STATED EXERCISE A:
In the Pekko release email, what does the `@inline` annotation do in Scala 3?
STATED EXERCISE B:
Please continue the Pekko release email from the point where it stops.

EXCERPTED TEXT:
====

> With Scala 3.3.0, it's my opinion that we could do the M0 snapshot
publish before this is ready. I doubt whether a large proportion of the
people waiting for the release need Scala 3 support and the jars built with
Scala 3.2.2 are expected to work with Scala 3.3. Our Scala 3.3.0-RC6 build
did not show any significant issues. If Scala 3.3.0 is released shortly
after we do our M0 snapshot, we could uptake Scala 3.3.0 and possibly so a
M1 snapshot.

Scala 3.3 is expected to release early next week which is likely going to
be sooner than any milestone release.

Also do note there is another strong reason to have milestone for Scala
3.3, the upstreamed Parboiled2 changes from pekko-http will also only get
released alongside Scala 3.3.

> I'm not convinced that we need to do the inliner changes either [4]. Akka
build had them disabled and I'd prefer not wait to wait for the Scala fixes
to support them. One question I would have is if the Scala 3.3 `inline def`
changes are possibly something that we could merge now or do the `@inline`
annotations that they replace enough as is?

For all intents and purposes within Pekko the @inline in Scala 2 works the
same as inline keyword in Scala 3 and for this reason I wouldn't recommend
merging the inline changes unless we know its working for all of the Scala
versions we support (2.12 to 3.3). Currently it's working for Scala 2.12
and 3.

Another thing to note is that @inline does nothing in Scala 3 so we have to
replicate the the source for Scala 3 specifically.

Regarding qualms on the safety of inline, unlike the older Scala 2 inline
the latest one is not going to inline anything unless it's safe to do so
(which is actually the single problem we have right now, something which
should be inlined is not for 2.13).

Regardless its easy to verify if the inliner is causing problems by
inspecting the diff in JVM bytecode and the PR won't be merged unless this
is done, whether it makes it for 1.0.0 or not.

On Sun, 21 May 2023, 18:56 PJ Fanning, <[email protected]> wrote:

> If anyone is looking to help push Pekko core libs [1] to a 1.0.0 release,
> the most useful thing to do is try out the latest snapshots [2].
>
> The plan is to do minimal changes unless big issues are found.
>
> With Scala 3.3.0, it's my opinion that we could do the M0 snapshot publish
> before this is ready. I doubt whether a large proportion of the people
> waiting for the release need Scala 3 support and the jars built with Scala
> 3.2.2 are expected to work with Scala 3.3. Our Scala 3.3.0-RC6 build did
> not show any significant issues. If Scala 3.3.0 is released shortly after
> we do our M0 snapshot, we could uptake Scala 3.3.0 and possibly so a M1
> snapshot.

====

EXTRACTED MATERIAL:

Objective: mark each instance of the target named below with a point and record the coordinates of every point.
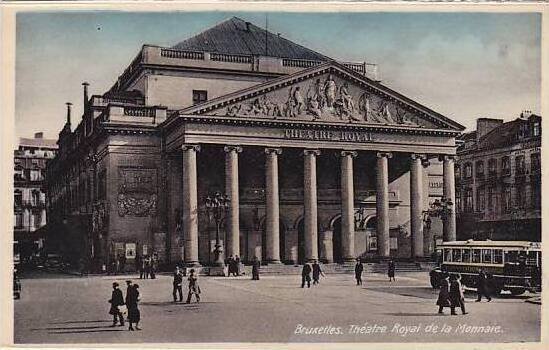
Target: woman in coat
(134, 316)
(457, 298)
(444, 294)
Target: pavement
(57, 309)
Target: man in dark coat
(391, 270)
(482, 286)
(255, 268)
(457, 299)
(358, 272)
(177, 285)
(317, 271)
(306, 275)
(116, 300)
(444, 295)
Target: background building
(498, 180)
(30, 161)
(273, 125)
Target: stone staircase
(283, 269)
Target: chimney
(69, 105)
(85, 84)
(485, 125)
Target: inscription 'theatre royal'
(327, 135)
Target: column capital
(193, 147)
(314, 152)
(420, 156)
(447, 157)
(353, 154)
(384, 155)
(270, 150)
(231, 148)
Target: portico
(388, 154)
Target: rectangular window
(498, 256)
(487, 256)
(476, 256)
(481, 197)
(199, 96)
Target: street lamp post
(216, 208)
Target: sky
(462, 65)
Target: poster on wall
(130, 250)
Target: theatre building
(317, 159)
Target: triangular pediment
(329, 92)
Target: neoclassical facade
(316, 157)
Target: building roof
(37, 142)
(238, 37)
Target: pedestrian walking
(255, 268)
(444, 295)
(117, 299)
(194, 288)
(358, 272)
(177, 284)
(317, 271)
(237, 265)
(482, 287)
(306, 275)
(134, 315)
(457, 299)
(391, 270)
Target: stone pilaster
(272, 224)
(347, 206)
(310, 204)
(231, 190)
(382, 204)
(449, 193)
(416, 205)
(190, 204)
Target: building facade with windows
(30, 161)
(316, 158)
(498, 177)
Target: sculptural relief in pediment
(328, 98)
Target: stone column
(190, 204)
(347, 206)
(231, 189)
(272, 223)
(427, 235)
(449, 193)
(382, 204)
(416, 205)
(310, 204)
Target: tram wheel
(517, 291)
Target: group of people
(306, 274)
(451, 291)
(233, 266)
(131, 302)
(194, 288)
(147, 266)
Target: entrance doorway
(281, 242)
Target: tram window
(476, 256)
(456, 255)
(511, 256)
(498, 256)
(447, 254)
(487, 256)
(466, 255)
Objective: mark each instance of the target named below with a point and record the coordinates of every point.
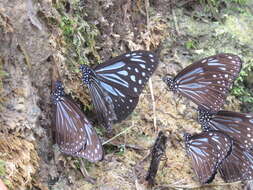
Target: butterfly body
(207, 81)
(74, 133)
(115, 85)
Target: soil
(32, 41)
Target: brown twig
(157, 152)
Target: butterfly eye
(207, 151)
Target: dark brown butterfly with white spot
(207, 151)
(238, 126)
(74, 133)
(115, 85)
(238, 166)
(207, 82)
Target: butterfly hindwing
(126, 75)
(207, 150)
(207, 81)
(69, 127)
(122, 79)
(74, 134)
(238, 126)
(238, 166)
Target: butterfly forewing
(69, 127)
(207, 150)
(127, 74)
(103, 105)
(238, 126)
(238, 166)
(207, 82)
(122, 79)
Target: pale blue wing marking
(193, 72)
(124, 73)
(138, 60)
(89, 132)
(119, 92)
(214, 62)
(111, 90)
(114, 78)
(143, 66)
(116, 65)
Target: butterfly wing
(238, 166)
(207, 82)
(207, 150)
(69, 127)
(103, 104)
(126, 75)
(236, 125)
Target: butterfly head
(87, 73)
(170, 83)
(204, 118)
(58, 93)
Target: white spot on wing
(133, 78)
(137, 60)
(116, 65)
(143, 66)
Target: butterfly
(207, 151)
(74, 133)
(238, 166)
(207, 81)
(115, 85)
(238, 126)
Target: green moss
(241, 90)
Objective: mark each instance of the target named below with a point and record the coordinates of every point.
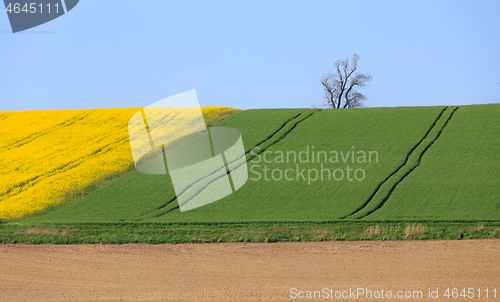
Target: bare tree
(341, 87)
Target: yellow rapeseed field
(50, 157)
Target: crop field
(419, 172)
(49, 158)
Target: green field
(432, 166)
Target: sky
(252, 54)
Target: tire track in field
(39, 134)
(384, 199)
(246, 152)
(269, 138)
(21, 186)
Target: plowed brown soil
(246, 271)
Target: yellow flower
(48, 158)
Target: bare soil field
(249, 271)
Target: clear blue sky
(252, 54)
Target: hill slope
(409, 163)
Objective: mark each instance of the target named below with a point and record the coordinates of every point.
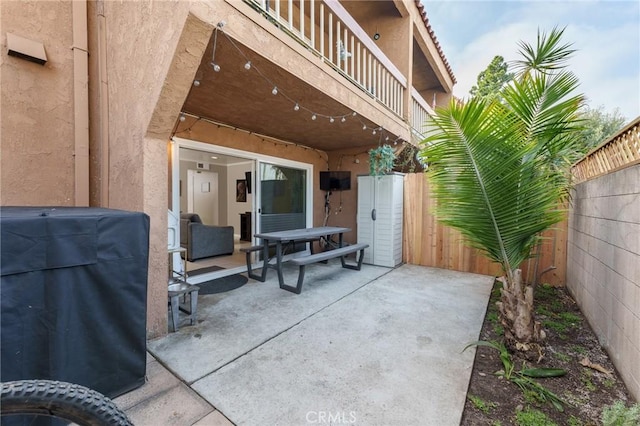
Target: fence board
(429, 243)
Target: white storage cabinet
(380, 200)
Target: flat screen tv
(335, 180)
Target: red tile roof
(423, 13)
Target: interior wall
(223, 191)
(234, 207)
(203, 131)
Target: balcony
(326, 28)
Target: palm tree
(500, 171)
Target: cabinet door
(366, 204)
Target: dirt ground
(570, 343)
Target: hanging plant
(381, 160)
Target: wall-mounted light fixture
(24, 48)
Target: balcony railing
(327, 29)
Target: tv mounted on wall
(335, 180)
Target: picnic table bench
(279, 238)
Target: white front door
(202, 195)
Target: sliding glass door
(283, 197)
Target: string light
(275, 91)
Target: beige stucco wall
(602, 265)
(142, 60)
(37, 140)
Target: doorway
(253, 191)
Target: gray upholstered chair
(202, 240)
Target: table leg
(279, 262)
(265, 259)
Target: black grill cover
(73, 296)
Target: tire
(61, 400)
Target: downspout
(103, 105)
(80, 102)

====

TASK OUTPUT A:
It does nothing in Scala 3.

TASK OUTPUT B:
>
> I'm not convinced that we need to do the inliner changes either [4]. Akka
> build had them disabled and I'd prefer not wait to wait for the Scala fixes
> to support them. One question I would have is if the Scala 3.3 `inline def`
> changes are possibly something that we could merge now or do the `@inline`
> annotations that they replace enough as is?
>
> If we could agree not to wait for these items, we could just do the M0
> snapshot in the next few days and look to do the 1.0.0 RC1 in maybe a week
> or 2's time.
>
> We have the MiMa plugin to check for binary compatibility issues after the
> 1.0.0 release. I think we can live with making some small binary
> incompatible changes if we document them. At the moment, it feels like we
> are damaging Pekko by not releasing.
>
> [1] https://github.com/apache/incubator-pekko
> [2]
> https://repository.apache.org/content/groups/snapshots/org/apache/pekko/
> [3] https://github.com/apache/incubator-pekko/pull/270
> [4] https://github.com/apache/incubator-pekko/pull/305
>
> On 2023/05/21 14:09:24 Matthew Benedict de Detrich wrote:
> > > A docker release is just a convenance to your users, it’s not an
> official
> > release.
> >
> > The docker image is not a convenience package (this also foesnt make
> sense
> > since Pekko is a library), it's for creating a reproducible environment
> for
> > making a release. There are other ways to do this such as a VM image but
> > docker is the least friction solution.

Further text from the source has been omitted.